GOAL OF THE EXERCISE ▸ Copy the records below word for word, starting with the line that contains "Identify each instance of the sky" and going on through the last line of the records.

>> START EXCERPTED DATA

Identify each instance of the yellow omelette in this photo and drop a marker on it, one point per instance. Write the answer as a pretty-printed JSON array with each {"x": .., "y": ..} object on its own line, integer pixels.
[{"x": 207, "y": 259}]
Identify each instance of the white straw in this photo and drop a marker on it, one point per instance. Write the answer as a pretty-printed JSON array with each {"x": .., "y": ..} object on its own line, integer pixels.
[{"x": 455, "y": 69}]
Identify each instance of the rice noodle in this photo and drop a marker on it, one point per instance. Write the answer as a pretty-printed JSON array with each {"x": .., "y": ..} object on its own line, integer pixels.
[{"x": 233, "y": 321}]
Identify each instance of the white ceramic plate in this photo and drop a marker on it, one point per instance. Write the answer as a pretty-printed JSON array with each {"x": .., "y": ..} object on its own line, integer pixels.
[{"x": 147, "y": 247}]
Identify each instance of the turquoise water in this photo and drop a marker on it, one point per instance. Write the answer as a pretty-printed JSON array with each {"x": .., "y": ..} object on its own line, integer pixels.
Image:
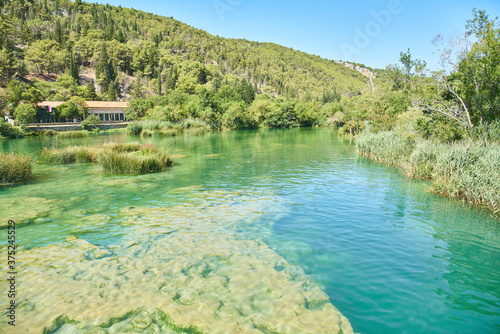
[{"x": 390, "y": 256}]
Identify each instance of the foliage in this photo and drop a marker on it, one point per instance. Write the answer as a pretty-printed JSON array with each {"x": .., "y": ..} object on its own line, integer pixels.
[
  {"x": 25, "y": 113},
  {"x": 116, "y": 158},
  {"x": 91, "y": 122},
  {"x": 9, "y": 131}
]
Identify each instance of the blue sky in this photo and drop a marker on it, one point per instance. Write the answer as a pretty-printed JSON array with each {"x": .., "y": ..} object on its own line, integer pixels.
[{"x": 368, "y": 32}]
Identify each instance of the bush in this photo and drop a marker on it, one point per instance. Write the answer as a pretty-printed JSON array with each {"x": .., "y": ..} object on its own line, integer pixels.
[
  {"x": 14, "y": 168},
  {"x": 24, "y": 113},
  {"x": 9, "y": 131},
  {"x": 385, "y": 146}
]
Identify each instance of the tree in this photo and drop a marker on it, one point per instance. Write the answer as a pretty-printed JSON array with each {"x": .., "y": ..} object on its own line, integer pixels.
[
  {"x": 89, "y": 93},
  {"x": 69, "y": 110},
  {"x": 45, "y": 57},
  {"x": 25, "y": 113},
  {"x": 73, "y": 68}
]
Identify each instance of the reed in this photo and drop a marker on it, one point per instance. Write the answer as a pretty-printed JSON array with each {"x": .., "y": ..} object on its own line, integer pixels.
[
  {"x": 69, "y": 155},
  {"x": 118, "y": 158},
  {"x": 166, "y": 132},
  {"x": 134, "y": 162},
  {"x": 195, "y": 131},
  {"x": 14, "y": 168},
  {"x": 468, "y": 170}
]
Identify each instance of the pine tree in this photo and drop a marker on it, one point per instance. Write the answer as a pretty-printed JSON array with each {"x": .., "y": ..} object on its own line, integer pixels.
[
  {"x": 159, "y": 81},
  {"x": 73, "y": 68},
  {"x": 58, "y": 32},
  {"x": 89, "y": 93}
]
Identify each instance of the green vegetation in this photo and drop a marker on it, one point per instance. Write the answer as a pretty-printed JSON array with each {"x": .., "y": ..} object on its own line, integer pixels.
[
  {"x": 468, "y": 169},
  {"x": 438, "y": 125},
  {"x": 73, "y": 134},
  {"x": 14, "y": 168},
  {"x": 91, "y": 122},
  {"x": 69, "y": 155},
  {"x": 171, "y": 70},
  {"x": 9, "y": 131},
  {"x": 116, "y": 158}
]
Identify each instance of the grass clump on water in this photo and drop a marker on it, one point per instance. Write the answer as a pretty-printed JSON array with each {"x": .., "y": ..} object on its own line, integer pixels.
[
  {"x": 73, "y": 134},
  {"x": 14, "y": 168},
  {"x": 166, "y": 128},
  {"x": 117, "y": 158},
  {"x": 468, "y": 169}
]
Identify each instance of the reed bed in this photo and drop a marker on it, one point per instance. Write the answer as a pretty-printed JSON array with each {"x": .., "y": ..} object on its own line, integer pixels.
[
  {"x": 73, "y": 134},
  {"x": 69, "y": 155},
  {"x": 118, "y": 158},
  {"x": 468, "y": 170},
  {"x": 166, "y": 133},
  {"x": 14, "y": 168}
]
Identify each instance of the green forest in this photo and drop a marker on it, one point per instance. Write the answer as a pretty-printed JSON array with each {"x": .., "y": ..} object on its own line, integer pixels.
[{"x": 65, "y": 51}]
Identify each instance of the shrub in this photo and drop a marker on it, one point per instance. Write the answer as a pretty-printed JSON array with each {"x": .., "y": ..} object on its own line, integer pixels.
[
  {"x": 25, "y": 113},
  {"x": 9, "y": 131},
  {"x": 385, "y": 146},
  {"x": 134, "y": 128},
  {"x": 14, "y": 168},
  {"x": 91, "y": 122}
]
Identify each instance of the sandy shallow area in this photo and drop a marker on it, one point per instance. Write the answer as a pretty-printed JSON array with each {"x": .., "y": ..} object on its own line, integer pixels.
[{"x": 198, "y": 267}]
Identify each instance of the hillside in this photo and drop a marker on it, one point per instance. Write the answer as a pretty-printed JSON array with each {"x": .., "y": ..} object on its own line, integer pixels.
[{"x": 131, "y": 49}]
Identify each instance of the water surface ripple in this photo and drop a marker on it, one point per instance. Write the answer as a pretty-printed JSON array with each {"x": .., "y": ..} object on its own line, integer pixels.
[{"x": 390, "y": 256}]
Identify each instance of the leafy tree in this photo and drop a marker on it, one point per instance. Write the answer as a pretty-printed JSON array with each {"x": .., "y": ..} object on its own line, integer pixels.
[
  {"x": 69, "y": 110},
  {"x": 91, "y": 122},
  {"x": 45, "y": 57}
]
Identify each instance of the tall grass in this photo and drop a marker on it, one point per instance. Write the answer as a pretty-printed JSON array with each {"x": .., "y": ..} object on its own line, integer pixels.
[
  {"x": 14, "y": 168},
  {"x": 150, "y": 127},
  {"x": 73, "y": 134},
  {"x": 385, "y": 146},
  {"x": 134, "y": 163},
  {"x": 468, "y": 170},
  {"x": 121, "y": 158}
]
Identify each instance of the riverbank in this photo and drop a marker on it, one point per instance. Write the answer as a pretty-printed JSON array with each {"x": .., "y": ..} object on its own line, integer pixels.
[
  {"x": 468, "y": 170},
  {"x": 74, "y": 126}
]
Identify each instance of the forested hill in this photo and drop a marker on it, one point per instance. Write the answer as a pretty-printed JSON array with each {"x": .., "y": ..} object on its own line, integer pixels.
[{"x": 130, "y": 51}]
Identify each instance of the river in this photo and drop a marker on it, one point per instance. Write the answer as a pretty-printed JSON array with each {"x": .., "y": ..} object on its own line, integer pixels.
[{"x": 250, "y": 231}]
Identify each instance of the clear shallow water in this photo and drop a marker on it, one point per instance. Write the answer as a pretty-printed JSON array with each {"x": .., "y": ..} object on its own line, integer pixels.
[{"x": 391, "y": 257}]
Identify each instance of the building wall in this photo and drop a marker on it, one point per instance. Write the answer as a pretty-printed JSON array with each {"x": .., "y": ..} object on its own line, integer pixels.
[{"x": 109, "y": 114}]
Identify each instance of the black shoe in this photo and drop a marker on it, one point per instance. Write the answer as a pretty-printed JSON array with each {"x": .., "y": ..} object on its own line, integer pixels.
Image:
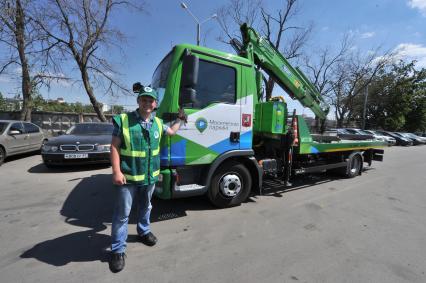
[
  {"x": 116, "y": 262},
  {"x": 148, "y": 239}
]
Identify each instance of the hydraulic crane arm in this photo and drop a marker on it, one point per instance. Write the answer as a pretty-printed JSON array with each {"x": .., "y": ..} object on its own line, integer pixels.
[{"x": 292, "y": 80}]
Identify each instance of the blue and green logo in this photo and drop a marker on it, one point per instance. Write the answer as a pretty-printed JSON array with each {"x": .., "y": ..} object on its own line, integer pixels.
[{"x": 201, "y": 124}]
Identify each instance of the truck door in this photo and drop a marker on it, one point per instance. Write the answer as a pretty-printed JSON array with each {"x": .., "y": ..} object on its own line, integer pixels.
[
  {"x": 35, "y": 136},
  {"x": 214, "y": 119}
]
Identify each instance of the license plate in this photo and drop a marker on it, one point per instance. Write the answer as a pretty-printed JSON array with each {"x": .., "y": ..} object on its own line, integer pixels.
[{"x": 76, "y": 155}]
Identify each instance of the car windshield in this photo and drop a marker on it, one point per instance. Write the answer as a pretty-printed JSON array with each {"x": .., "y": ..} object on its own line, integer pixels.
[
  {"x": 90, "y": 129},
  {"x": 159, "y": 79},
  {"x": 3, "y": 126}
]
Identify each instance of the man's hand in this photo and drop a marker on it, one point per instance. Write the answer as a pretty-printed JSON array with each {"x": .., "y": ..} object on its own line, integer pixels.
[
  {"x": 118, "y": 179},
  {"x": 182, "y": 116}
]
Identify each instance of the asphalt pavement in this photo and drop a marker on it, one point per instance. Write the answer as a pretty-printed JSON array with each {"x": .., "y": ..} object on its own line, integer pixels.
[{"x": 55, "y": 227}]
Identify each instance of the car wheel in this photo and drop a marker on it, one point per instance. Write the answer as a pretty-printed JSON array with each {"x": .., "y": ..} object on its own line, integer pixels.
[
  {"x": 2, "y": 155},
  {"x": 355, "y": 165},
  {"x": 230, "y": 185}
]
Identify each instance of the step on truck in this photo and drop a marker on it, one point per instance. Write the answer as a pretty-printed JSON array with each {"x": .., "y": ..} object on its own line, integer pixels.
[{"x": 233, "y": 138}]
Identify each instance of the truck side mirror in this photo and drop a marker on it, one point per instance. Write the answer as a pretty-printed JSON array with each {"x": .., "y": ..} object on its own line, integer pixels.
[{"x": 189, "y": 80}]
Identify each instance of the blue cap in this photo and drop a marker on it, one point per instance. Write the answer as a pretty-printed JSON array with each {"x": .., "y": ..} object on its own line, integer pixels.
[{"x": 147, "y": 91}]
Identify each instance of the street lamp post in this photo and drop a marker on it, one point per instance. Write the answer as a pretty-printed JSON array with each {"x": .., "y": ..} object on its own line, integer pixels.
[
  {"x": 184, "y": 6},
  {"x": 364, "y": 112}
]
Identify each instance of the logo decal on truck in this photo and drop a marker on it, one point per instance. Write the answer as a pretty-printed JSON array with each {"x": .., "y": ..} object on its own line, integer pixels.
[{"x": 201, "y": 124}]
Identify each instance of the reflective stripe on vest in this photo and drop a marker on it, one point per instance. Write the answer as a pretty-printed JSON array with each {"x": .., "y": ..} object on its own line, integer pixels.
[
  {"x": 126, "y": 134},
  {"x": 136, "y": 178},
  {"x": 160, "y": 130}
]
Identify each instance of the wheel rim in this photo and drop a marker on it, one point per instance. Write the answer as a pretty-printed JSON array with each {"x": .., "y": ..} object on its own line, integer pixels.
[
  {"x": 230, "y": 185},
  {"x": 355, "y": 165}
]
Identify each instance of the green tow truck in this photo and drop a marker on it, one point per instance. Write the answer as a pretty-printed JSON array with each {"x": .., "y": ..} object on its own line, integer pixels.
[{"x": 233, "y": 138}]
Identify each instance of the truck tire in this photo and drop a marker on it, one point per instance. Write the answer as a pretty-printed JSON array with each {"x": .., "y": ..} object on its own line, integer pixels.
[
  {"x": 2, "y": 155},
  {"x": 354, "y": 166},
  {"x": 230, "y": 185}
]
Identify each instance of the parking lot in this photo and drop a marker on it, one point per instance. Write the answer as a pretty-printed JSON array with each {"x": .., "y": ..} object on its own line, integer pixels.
[{"x": 55, "y": 226}]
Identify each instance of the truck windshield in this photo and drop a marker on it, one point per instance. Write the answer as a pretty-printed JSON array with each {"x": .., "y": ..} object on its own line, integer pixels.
[
  {"x": 159, "y": 79},
  {"x": 2, "y": 127}
]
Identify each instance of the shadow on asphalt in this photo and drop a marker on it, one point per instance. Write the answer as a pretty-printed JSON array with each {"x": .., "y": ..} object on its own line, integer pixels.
[
  {"x": 22, "y": 155},
  {"x": 90, "y": 205},
  {"x": 41, "y": 168}
]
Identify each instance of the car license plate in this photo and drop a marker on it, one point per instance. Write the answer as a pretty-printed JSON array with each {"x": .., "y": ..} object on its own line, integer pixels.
[{"x": 76, "y": 155}]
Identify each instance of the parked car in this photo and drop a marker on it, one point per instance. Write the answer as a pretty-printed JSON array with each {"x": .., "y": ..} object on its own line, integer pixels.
[
  {"x": 83, "y": 143},
  {"x": 19, "y": 137},
  {"x": 416, "y": 139},
  {"x": 354, "y": 134},
  {"x": 399, "y": 139},
  {"x": 378, "y": 136}
]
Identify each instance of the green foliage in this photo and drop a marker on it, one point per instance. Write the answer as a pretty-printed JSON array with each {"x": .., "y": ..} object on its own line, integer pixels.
[
  {"x": 2, "y": 103},
  {"x": 397, "y": 99}
]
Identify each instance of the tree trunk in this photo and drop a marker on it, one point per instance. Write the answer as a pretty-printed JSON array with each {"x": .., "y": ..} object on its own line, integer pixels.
[
  {"x": 96, "y": 105},
  {"x": 26, "y": 80}
]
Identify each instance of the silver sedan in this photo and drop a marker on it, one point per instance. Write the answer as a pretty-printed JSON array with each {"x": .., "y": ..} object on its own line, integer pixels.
[{"x": 18, "y": 137}]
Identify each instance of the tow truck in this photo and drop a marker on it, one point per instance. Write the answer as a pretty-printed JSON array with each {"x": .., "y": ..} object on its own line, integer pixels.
[{"x": 233, "y": 137}]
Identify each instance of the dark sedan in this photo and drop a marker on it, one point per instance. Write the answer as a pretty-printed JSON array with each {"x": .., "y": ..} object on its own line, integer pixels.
[
  {"x": 83, "y": 143},
  {"x": 399, "y": 139}
]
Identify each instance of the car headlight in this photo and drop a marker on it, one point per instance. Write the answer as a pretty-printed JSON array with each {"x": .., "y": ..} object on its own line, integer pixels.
[
  {"x": 49, "y": 148},
  {"x": 103, "y": 147},
  {"x": 46, "y": 147}
]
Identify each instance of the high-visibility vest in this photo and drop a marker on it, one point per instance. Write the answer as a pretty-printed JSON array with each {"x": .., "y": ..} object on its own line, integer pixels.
[{"x": 140, "y": 149}]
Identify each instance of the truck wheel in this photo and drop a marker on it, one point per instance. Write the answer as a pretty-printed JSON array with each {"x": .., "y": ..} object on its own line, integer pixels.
[
  {"x": 230, "y": 185},
  {"x": 2, "y": 155},
  {"x": 355, "y": 165}
]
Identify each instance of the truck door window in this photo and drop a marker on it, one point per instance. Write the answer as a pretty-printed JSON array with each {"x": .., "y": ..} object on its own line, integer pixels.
[
  {"x": 216, "y": 83},
  {"x": 17, "y": 127}
]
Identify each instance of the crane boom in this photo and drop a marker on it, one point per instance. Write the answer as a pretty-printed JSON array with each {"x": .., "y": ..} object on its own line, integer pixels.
[{"x": 292, "y": 80}]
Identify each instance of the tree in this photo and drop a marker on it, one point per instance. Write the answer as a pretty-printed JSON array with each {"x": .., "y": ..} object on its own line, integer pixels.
[
  {"x": 351, "y": 77},
  {"x": 276, "y": 27},
  {"x": 83, "y": 32},
  {"x": 2, "y": 103},
  {"x": 18, "y": 35},
  {"x": 26, "y": 49},
  {"x": 397, "y": 98}
]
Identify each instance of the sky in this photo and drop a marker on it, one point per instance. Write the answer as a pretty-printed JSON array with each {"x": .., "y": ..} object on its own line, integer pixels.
[{"x": 395, "y": 25}]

>> END EXCERPTED DATA

RESPONSE ▸
Identify each instance of the sky in this photo and drop a marker on it, one point per instance. Write the answer as a pretty-printed JSON array with each {"x": .., "y": ..} object on its own line, integer pixels.
[{"x": 395, "y": 25}]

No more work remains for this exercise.